### Task:
Quote the entries below from the line with "Report the position of every instance of the bus door" through the line with "Target: street lamp post", both ends included, and only those lines.

### Supplied records:

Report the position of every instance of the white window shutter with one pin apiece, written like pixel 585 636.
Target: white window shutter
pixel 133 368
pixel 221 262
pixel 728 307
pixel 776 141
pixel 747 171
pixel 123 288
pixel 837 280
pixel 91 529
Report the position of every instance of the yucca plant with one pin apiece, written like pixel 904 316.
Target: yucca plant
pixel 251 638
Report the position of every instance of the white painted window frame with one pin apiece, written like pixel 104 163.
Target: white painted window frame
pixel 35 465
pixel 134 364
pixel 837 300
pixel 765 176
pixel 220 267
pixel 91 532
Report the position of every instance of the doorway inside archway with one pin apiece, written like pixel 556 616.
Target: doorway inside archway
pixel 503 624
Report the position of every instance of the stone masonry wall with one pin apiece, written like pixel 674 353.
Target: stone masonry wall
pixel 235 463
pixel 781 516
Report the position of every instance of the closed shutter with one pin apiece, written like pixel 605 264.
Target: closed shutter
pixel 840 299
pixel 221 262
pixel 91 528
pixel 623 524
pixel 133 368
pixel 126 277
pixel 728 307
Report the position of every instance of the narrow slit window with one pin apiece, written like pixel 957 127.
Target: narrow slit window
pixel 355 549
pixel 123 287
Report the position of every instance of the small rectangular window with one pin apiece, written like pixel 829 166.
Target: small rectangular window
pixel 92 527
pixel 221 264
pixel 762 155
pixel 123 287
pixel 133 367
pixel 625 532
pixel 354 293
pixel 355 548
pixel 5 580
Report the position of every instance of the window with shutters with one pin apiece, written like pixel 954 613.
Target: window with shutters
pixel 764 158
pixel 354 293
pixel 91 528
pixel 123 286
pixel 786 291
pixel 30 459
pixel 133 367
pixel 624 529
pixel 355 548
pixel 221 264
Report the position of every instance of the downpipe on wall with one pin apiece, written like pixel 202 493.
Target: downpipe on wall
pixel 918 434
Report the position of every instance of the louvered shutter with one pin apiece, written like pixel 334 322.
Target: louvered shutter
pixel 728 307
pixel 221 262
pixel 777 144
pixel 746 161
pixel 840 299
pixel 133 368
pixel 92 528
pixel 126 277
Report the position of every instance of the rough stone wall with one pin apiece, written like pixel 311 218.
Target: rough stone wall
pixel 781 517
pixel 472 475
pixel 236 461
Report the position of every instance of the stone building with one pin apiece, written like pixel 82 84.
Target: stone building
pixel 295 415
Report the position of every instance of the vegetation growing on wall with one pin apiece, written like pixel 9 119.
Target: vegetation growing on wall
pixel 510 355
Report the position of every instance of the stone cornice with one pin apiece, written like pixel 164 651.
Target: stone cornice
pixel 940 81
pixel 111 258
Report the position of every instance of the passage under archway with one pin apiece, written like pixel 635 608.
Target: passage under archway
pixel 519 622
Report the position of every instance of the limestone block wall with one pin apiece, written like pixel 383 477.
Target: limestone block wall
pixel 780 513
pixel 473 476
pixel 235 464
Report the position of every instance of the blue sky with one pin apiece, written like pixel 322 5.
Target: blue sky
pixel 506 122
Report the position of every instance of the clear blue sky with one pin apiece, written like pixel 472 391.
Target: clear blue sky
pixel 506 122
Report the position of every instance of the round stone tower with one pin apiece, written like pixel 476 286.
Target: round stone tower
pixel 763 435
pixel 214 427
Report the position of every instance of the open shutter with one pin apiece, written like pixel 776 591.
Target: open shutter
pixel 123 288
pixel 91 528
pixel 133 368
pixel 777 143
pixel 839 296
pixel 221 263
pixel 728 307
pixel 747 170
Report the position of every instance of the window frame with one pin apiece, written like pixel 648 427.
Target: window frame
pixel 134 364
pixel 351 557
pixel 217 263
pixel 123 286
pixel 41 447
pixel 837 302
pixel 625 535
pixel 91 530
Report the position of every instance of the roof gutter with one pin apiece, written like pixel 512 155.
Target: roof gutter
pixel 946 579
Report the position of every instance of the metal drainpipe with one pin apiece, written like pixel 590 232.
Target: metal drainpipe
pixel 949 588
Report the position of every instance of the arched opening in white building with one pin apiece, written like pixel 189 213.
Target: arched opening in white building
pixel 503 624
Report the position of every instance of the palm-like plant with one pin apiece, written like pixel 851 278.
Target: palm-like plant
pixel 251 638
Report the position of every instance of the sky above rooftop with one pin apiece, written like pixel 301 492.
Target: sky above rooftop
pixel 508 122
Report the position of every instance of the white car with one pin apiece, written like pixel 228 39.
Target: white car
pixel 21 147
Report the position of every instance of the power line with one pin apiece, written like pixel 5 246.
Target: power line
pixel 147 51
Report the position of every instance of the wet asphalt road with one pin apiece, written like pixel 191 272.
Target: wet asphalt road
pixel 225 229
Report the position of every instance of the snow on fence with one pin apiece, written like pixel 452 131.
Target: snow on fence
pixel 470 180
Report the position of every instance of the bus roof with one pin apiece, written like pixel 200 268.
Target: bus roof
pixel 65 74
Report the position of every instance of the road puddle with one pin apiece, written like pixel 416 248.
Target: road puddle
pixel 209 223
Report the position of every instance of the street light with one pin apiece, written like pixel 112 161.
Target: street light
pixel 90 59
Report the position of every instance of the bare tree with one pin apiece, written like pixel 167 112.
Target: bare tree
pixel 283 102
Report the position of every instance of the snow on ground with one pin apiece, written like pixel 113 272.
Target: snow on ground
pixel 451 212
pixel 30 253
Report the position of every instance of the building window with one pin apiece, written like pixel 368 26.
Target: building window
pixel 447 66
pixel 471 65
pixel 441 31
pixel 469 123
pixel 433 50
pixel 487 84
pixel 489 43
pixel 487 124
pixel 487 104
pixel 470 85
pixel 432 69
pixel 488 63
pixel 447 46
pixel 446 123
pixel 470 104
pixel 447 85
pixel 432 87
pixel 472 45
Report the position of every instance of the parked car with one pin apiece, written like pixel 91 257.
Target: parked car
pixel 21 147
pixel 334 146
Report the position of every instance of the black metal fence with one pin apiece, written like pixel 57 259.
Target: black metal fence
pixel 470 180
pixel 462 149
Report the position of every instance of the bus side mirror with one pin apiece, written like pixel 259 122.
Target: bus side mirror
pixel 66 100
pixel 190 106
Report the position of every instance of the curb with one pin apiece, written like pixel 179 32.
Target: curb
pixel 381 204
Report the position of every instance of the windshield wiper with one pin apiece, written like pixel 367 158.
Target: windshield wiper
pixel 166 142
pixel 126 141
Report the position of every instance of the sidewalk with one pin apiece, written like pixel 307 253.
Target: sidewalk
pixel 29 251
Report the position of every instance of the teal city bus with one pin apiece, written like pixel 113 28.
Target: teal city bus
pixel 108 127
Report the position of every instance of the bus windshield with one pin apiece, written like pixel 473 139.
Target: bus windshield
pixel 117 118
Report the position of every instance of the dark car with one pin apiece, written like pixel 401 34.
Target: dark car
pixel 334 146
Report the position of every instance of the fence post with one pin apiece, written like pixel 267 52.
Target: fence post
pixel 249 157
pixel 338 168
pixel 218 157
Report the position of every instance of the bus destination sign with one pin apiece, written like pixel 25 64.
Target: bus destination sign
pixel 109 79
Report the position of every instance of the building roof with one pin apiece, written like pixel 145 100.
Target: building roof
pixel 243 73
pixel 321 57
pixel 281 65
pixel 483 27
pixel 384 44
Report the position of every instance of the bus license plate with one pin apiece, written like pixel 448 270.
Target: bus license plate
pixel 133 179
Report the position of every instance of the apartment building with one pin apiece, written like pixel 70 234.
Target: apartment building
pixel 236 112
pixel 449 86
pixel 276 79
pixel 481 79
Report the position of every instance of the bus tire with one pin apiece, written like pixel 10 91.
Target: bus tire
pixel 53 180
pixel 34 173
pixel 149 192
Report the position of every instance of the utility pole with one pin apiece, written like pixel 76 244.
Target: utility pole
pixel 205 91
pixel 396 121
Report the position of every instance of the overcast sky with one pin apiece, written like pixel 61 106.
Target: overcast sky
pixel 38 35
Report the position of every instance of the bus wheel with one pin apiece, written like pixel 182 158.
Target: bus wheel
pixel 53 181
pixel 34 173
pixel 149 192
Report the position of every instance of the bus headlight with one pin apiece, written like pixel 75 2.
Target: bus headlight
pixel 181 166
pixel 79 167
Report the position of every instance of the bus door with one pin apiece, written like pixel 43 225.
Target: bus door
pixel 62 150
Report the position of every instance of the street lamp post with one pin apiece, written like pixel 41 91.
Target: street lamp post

==

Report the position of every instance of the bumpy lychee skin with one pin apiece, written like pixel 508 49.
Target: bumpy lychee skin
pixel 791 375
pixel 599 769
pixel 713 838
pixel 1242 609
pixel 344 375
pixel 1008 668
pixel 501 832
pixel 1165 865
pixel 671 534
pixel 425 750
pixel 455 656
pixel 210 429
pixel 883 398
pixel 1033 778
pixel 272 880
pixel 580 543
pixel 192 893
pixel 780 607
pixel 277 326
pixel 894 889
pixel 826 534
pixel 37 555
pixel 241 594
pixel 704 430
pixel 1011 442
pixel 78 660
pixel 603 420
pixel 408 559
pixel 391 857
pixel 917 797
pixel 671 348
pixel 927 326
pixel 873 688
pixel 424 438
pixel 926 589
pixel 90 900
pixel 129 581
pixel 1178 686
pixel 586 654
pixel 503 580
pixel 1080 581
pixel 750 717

### Solution for this task:
Report the position of every instance of the bus door with one pin apiece, written like pixel 43 225.
Target: bus door
pixel 62 150
Report the position of every instance of the street lamp post with one pin apiece, written like pixel 41 91.
Target: street lamp post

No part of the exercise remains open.